Pull out every line of the items below and reproduce each one unchanged.

Shape labeling items
>>>

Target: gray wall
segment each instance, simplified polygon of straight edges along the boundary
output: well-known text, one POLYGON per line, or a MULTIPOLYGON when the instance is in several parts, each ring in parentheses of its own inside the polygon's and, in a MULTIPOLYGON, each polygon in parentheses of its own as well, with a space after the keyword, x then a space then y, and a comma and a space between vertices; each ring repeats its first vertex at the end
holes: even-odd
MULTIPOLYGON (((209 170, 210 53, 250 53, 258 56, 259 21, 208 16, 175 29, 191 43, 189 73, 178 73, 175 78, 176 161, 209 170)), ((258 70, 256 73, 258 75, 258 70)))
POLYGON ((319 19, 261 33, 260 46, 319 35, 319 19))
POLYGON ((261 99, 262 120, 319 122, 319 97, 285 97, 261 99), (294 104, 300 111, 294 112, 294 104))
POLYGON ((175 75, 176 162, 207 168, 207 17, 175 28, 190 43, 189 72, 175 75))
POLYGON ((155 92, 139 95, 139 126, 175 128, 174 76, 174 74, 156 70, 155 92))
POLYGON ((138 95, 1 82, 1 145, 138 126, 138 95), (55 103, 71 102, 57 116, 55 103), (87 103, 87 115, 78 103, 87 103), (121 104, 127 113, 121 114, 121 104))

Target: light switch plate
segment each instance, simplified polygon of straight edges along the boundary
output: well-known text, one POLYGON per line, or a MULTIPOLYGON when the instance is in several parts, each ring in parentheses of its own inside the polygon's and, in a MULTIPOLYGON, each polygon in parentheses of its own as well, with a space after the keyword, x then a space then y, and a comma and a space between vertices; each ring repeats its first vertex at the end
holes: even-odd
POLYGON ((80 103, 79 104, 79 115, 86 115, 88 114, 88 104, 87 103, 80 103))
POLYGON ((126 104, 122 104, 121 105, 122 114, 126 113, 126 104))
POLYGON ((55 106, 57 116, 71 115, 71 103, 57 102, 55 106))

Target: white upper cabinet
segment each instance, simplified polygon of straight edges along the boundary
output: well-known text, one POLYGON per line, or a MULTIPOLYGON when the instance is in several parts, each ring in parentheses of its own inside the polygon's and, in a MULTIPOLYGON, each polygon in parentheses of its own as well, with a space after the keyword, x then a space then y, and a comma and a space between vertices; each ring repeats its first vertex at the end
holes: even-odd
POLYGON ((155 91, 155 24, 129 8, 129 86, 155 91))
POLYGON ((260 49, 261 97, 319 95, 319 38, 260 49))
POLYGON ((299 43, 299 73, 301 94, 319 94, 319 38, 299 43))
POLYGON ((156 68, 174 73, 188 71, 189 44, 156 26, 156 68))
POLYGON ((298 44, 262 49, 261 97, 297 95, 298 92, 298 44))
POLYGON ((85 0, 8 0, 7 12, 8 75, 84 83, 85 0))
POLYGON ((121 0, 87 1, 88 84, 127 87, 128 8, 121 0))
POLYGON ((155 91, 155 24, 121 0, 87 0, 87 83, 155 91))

<<<

Right answer>
Target: gray wall
segment each instance, simplified polygon of straight edges along the boundary
output: well-known text, one POLYGON per line, or a MULTIPOLYGON when the instance is in several parts, each ring in parentheses of its own inside the polygon's and, in a MULTIPOLYGON, each polygon in parentheses of its own as well, with a space after the keyword, x then a space then y, and a comma and a space between vertices; each ring repeats its first vertex at the end
holes: even-odd
MULTIPOLYGON (((209 170, 210 53, 250 53, 258 56, 259 21, 208 16, 175 29, 191 43, 189 73, 178 73, 175 78, 176 161, 209 170)), ((258 70, 256 73, 258 75, 258 70)))
POLYGON ((319 19, 261 33, 260 46, 319 35, 319 19))
POLYGON ((261 99, 262 120, 319 122, 319 97, 285 97, 261 99), (294 104, 300 111, 294 112, 294 104))
POLYGON ((175 75, 176 162, 207 168, 207 17, 175 28, 190 43, 189 72, 175 75))
POLYGON ((155 92, 139 95, 139 126, 175 128, 174 76, 174 74, 156 70, 155 92))
POLYGON ((138 95, 1 82, 1 145, 138 126, 138 95), (55 103, 71 102, 57 116, 55 103), (87 103, 87 115, 78 103, 87 103), (121 104, 127 113, 121 114, 121 104))

Target: light switch plate
segment each instance, simplified polygon of straight edges along the boundary
output: well-known text, one POLYGON per line, or a MULTIPOLYGON when the instance is in several parts, each ring in parentheses of its own inside the polygon's and, in a MULTIPOLYGON, each polygon in parentheses of its own as well, with a space after the keyword, x then a space then y, and a comma and a space between vertices; each ring repeats its first vertex at the end
holes: even-odd
POLYGON ((80 103, 79 104, 79 115, 86 115, 88 114, 88 104, 87 103, 80 103))
POLYGON ((126 104, 122 104, 121 105, 122 114, 126 113, 126 104))
POLYGON ((55 106, 57 116, 71 115, 71 103, 57 102, 55 106))

Target: white upper cabinet
segment each instance, simplified polygon of straight edges along the boundary
output: well-known text, one POLYGON per line, or a MULTIPOLYGON when the instance is in several parts, each ring in parentheses of its own inside the polygon's and, in a MULTIPOLYGON, each polygon in parentheses of its own as well, with a space after the keyword, x then a space then y, and a comma and a space between vertices; each ring repeats its first vertex at the end
holes: even-odd
POLYGON ((155 91, 155 24, 129 8, 129 86, 155 91))
POLYGON ((260 49, 261 97, 319 95, 319 38, 260 49))
POLYGON ((299 43, 299 73, 301 94, 319 94, 319 38, 299 43))
POLYGON ((156 68, 174 73, 188 71, 189 44, 156 26, 156 68))
POLYGON ((298 44, 262 49, 261 97, 297 95, 298 92, 298 44))
POLYGON ((85 0, 8 0, 7 12, 8 75, 84 83, 85 0))
POLYGON ((121 0, 87 1, 88 84, 127 87, 128 8, 121 0))
POLYGON ((155 91, 155 24, 121 0, 87 0, 87 83, 155 91))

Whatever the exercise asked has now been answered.